*Required actions*
(A) In the YouTube sports passage, shorten the paragraph that begins "Accounts in our dataset" and keep its main facts.
(B) Transcribe the YouTube sports passage from "A brand evaluating" up to and including "ad cannot replicate.".

A brand evaluating two AFL club sponsorships of similar value now has the tools to determine which club delivers more digital impressions, deeper audience engagement, and stronger long-form content that builds the brand affinity a 30-second ad cannot replicate.
Direct revenue generation
Ad revenue through YouTube's Partner Programme, channel memberships, Super Thanks and integrated brand deals are all direct monetisation mechanisms.
Accounts in our dataset with strong long-form strategies, Fox Cricket (56.9M views, 54% long-form uploads), cricket.com.au (428M views) and the Australian Open (990M views), are generating meaningful ad revenue from content largely already produced as part of their standard broadcast and editorial operations.
YouTube offers clear, measurable revenue streams that most sports organisations are dramatically under-exploiting.

*Records provided*
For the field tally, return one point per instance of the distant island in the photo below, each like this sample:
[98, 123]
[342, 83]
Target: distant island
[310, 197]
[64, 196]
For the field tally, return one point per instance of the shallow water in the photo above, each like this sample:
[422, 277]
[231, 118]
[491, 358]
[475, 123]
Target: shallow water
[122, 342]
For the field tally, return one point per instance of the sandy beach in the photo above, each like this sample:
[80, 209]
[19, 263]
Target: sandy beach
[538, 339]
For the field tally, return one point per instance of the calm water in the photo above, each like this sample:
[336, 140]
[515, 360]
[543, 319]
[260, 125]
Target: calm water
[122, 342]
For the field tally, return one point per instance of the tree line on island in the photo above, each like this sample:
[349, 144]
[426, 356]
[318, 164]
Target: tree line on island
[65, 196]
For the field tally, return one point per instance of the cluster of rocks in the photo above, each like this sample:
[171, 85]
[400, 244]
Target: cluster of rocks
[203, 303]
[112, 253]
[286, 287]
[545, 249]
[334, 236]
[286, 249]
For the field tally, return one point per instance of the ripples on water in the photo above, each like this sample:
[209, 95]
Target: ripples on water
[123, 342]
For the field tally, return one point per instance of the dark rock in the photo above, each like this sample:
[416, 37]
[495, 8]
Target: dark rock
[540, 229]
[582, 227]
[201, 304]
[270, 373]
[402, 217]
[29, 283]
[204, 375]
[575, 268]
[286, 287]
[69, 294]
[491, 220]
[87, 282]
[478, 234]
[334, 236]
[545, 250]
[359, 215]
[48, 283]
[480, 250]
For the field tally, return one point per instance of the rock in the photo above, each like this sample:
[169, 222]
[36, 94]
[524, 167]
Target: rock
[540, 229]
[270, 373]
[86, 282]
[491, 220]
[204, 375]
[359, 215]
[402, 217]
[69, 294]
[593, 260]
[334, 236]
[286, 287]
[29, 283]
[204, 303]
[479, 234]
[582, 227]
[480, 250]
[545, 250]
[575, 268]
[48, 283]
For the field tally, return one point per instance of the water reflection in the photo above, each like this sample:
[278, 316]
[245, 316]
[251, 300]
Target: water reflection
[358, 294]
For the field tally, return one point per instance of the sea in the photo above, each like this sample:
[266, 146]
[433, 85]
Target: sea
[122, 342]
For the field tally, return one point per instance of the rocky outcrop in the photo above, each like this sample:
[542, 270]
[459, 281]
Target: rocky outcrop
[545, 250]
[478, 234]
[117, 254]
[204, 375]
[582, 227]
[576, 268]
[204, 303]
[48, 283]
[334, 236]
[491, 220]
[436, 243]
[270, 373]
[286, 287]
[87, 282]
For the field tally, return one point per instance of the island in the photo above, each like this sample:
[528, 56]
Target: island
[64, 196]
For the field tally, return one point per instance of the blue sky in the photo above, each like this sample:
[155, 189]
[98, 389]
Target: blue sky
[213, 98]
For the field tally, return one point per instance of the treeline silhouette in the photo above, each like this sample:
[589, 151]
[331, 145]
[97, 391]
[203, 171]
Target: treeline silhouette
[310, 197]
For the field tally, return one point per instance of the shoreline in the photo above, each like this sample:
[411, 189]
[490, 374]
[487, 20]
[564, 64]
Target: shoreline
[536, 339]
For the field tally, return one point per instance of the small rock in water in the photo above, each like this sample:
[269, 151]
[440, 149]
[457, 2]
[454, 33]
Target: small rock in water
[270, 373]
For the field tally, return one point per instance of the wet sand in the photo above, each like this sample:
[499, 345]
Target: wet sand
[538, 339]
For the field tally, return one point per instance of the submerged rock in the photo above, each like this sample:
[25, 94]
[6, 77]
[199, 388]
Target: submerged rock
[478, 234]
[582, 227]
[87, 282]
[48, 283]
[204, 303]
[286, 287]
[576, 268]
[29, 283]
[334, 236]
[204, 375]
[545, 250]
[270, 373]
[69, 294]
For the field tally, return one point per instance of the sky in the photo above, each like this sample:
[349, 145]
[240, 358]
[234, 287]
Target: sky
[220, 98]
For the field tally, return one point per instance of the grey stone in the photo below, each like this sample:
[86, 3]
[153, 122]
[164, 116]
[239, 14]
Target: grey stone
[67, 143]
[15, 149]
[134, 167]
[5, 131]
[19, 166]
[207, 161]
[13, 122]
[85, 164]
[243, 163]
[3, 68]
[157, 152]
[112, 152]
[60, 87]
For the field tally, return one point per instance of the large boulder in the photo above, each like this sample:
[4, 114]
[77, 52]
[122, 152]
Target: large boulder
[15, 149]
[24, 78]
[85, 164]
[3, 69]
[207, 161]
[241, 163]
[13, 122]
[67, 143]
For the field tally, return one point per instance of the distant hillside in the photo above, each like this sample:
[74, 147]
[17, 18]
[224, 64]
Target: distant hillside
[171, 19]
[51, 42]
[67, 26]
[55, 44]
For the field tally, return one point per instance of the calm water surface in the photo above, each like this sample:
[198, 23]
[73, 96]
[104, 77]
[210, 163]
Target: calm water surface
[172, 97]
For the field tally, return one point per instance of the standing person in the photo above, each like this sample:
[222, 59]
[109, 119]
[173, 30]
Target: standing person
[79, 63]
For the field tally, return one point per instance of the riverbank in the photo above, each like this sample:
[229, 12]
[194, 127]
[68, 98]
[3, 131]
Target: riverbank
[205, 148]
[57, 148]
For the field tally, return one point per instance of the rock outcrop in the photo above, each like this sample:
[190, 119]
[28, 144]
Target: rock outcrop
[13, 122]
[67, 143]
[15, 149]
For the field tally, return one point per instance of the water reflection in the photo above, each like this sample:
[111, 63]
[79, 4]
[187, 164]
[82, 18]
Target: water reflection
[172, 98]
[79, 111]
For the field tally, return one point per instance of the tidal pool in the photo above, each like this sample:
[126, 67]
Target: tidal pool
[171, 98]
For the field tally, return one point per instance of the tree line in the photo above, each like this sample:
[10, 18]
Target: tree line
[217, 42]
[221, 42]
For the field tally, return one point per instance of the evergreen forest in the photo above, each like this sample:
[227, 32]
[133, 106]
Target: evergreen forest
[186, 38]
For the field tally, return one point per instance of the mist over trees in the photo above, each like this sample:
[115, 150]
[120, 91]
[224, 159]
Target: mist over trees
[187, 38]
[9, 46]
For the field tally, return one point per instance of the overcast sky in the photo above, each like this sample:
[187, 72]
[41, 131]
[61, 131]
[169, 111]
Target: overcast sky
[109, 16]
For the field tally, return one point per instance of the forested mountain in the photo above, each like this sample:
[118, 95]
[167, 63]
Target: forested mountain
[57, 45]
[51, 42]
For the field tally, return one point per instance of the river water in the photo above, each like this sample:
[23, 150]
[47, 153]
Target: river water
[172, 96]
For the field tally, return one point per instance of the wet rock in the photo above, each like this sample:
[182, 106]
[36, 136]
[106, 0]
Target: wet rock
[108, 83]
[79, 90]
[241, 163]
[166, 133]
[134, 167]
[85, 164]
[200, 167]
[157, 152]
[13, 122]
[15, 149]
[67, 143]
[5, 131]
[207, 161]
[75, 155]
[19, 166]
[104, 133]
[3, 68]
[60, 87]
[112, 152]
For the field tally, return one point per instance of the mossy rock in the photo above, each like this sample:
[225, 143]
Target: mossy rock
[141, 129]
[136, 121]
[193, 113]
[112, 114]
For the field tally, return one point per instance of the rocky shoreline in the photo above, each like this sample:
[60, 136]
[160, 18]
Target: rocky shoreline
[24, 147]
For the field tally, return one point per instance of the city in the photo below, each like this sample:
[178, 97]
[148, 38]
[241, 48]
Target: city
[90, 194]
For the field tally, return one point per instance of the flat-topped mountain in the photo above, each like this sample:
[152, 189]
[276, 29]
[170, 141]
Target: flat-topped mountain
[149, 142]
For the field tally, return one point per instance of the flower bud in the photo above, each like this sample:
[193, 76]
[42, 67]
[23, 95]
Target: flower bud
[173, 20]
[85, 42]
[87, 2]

*In response*
(A) Three accounts with strong long-form strategies earn meaningful ad revenue from content mostly already made for their regular broadcast and editorial work: Fox Cricket (56.9M views, 54% long-form uploads), cricket.com.au (428M views) and the Australian Open (990M views).

(B)
A brand evaluating two AFL club sponsorships of similar value now has the tools to determine which club delivers more digital impressions, deeper audience engagement, and stronger long-form content that builds the brand affinity a 30-second ad cannot replicate.